* _Gegeven tekst_:
**********
23/11/1626, 4

 
English | Nederlands

23/11/1626, 4

4 Naar aanleiding van hetgeen op 9 nov. door Huissen naar voren is gebracht laten de heren van Holland weten dat zij het onredelijk vinden de dorpen aan de Brabantse kant te dwingen tot het halen van hun goederen uit of Bergen op Zoom, of Steenbergen, of Geertruidenberg. Beter zou het zijn hen vrij te laten in het halen van hun levensbehoeften, maar die wel te laten aftekenen op een lijst. De veel voorkomende fraude in de uitvoer van goederen naar vijandelijk gebied moet goed worden onderzocht en de kapiteins en ambtenaren die aan dit bedrog meewerken dienen te worden bestraft. Wat de te Duinkerke door Fransen gekochte schepen en de vaartuigen die havens in Vlaanderen uit- of binnenlopen aangaat menen de gedeputeerden van Holland dat zij tot goede buit verklaard kunnen worden, mits deze feiten blijken nadat de schepen zijn overgedragen aan de Admiraliteiten.
**********
* _Opdracht 1_:
Noem alle plaatsen waar de dorpen aan de Brabantse kant volgens de gegeven tekst hun goederen zouden moeten halen.
* _Opdracht 2_:
Op welke datum bracht Huissen volgens de gegeven tekst zijn punt naar voren?
* _Opdracht 3_:
Zet de tekst over het standpunt van de heren van Holland voort na de laatste zin.
Het onderstaande materiaal heb je niet nodig.

* _Gegevens uit een verzameling_:
**********
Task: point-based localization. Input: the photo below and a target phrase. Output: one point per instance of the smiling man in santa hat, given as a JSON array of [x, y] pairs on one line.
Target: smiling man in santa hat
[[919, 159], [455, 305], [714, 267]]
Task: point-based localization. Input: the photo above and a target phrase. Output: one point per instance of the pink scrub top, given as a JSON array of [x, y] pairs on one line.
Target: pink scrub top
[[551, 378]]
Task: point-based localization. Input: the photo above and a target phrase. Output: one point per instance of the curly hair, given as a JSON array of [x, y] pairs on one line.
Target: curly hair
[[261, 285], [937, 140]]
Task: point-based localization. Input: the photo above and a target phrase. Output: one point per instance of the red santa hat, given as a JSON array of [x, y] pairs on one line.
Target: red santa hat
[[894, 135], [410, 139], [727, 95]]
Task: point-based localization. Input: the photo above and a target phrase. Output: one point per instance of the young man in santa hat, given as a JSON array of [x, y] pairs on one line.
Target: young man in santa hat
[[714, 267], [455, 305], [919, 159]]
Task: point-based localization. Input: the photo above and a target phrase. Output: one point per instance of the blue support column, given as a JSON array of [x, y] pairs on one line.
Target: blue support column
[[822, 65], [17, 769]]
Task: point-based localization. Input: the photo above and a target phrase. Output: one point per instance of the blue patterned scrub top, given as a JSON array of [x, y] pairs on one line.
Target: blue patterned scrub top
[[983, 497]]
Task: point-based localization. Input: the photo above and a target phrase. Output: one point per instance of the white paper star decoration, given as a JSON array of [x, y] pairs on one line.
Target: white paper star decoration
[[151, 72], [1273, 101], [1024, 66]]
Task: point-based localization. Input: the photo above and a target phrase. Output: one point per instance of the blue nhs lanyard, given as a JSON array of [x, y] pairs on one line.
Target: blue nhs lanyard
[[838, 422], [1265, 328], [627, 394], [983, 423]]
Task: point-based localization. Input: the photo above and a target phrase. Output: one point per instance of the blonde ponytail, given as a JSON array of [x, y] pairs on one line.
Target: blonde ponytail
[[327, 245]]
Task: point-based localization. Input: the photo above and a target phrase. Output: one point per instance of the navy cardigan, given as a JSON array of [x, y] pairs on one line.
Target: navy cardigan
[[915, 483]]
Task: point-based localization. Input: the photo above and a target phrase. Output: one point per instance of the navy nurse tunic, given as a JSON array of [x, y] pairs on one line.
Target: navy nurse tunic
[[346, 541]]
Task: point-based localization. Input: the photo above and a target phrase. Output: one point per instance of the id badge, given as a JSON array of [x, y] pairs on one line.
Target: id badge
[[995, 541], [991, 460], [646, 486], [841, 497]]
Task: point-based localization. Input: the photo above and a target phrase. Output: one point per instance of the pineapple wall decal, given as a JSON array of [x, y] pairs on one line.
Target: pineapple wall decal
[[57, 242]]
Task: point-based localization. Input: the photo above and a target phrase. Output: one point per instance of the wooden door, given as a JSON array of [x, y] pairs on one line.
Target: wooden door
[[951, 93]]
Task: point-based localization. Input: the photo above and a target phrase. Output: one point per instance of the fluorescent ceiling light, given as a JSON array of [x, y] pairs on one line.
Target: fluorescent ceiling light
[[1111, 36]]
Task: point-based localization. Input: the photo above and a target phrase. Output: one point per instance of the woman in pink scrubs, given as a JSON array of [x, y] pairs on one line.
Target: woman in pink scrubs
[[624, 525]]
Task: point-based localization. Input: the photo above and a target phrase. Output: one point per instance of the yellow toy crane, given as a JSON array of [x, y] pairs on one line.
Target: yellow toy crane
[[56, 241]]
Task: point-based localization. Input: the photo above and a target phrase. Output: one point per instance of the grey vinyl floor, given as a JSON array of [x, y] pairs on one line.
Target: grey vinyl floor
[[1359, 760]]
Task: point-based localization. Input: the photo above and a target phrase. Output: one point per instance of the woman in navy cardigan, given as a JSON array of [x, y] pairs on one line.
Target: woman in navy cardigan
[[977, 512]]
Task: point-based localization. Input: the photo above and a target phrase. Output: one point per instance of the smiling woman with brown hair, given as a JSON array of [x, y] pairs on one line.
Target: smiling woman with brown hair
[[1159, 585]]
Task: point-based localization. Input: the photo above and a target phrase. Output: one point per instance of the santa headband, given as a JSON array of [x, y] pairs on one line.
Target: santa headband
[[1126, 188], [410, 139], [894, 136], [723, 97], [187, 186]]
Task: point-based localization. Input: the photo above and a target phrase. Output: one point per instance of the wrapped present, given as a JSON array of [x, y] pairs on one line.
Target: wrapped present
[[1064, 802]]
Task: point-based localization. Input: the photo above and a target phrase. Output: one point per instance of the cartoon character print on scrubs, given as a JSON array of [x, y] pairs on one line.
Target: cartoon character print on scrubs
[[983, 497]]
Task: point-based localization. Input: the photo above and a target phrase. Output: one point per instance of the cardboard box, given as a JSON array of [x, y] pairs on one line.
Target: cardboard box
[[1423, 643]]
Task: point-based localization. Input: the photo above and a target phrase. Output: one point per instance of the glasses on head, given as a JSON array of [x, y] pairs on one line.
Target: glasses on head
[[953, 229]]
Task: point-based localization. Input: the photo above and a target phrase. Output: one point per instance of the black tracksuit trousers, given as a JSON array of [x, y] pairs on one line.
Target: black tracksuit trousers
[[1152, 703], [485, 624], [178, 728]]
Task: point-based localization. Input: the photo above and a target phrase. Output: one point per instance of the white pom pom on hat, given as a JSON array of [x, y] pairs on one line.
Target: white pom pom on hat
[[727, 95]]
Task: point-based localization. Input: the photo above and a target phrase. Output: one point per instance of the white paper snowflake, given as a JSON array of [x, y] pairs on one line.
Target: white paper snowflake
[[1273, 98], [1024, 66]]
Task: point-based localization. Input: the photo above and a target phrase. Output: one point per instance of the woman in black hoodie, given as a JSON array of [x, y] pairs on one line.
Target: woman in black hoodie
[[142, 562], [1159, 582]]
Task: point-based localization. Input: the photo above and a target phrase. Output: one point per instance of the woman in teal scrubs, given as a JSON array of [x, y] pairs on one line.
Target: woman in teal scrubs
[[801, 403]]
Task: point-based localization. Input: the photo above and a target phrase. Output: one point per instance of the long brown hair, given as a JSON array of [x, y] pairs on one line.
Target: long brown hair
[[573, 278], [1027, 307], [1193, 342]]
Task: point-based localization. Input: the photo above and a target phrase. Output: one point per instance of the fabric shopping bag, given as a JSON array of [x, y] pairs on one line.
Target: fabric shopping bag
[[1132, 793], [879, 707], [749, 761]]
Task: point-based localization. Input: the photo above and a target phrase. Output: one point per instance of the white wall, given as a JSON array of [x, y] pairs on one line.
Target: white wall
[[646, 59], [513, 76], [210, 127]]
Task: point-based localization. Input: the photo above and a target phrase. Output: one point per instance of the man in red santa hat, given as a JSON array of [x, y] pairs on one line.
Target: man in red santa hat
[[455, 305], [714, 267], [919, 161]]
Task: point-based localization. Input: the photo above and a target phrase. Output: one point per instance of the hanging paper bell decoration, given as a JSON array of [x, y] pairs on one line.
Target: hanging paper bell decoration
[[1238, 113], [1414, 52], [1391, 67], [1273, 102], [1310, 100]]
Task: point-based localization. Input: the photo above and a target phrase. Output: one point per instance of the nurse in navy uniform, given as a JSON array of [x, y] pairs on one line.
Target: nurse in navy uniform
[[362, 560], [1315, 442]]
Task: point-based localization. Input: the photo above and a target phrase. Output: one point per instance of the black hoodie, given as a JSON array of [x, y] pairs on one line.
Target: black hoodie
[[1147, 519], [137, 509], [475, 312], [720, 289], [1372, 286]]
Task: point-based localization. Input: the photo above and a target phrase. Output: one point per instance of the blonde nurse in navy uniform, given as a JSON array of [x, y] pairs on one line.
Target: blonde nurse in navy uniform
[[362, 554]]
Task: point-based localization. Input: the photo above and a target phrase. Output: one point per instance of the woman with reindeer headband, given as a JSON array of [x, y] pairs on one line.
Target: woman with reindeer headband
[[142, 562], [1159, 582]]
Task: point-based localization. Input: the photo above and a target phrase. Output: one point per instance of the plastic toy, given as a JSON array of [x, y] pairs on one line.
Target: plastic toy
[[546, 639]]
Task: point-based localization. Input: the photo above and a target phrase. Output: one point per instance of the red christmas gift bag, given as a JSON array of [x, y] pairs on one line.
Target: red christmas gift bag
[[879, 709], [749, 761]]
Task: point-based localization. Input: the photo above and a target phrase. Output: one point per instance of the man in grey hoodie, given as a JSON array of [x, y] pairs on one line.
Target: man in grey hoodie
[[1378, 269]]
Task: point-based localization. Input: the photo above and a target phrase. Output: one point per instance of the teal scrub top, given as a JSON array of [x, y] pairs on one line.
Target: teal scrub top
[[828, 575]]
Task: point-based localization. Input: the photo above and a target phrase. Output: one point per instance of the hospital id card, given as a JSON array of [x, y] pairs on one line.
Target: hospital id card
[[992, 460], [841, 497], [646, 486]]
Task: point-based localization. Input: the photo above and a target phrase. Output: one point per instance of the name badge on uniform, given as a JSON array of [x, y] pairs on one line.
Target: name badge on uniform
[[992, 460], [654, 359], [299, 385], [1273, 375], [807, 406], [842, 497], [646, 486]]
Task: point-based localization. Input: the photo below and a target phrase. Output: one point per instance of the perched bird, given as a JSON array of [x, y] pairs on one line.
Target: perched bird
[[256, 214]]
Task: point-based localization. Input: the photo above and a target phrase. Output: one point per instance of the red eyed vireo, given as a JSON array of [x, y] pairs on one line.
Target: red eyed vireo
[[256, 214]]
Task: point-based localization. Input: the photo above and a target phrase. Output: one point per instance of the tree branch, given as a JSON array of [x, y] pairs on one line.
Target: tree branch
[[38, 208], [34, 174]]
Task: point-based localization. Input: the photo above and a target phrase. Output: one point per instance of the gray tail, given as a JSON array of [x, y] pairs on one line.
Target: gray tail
**********
* _Antwoord 1_:
Bergen op Zoom, Steenbergen en Geertruidenberg.

* _Antwoord 2_:
Op 9 november.

* _Antwoord 3_:
De opvatting van Holland over de Brabantse dorpen wordt niet, het standpunt over de schepen wel overgenomen. De Admiraliteiten zal formeel worden meegedeeld bij hen opgebrachte schepen, waarvan is gebleken dat zij de Vlaamse havens wilden uitvaren of binnenlopen, tot goede buit te verklaren. Languerack en Mibassen zullen op de hoogte worden gebracht om bij klachten te kunnen antwoorden dat deze aanpak gegrond is in het recht van buitverklaring. Zelfs de [Franse] koning heeft paspoort verzocht voor de schepen die het hout voor de aanleg van de haven van Calais uit een Vlaamse haven hebben gehaald.